## DATA FOR THIS TASK
━━━━━━━━━━━━━━━━

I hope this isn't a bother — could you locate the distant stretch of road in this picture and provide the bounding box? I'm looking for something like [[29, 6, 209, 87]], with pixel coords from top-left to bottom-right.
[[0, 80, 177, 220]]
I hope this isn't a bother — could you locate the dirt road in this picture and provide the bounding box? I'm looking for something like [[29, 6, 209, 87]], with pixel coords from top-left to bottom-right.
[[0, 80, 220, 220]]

━━━━━━━━━━━━━━━━

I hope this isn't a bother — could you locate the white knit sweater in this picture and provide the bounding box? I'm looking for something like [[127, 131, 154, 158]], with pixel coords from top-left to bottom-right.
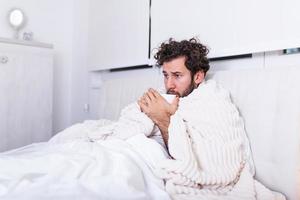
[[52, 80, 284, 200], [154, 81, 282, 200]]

━━━━━━━━━━━━━━━━

## SHORT TASK
Express the rows from the line containing "158]], with pixel coords from top-left to bottom-right." up to and including the line containing "[[52, 80, 284, 200], [154, 81, 282, 200]]" as a two-column CSV with the headers input and output, giving each row its own line with its text and its answer each in one quoted field and line breaks replaced by spaces. Leave the pictures out.

## SOLUTION FOR THIS PROBLEM
input,output
"I hope this isn't a bother — could you locate the white knit sweater in this picture and provide the bounding box? I'm looking for something like [[127, 131, 154, 158]], with pixel coords from top-left to bottom-right.","[[52, 80, 284, 200], [154, 81, 282, 200]]"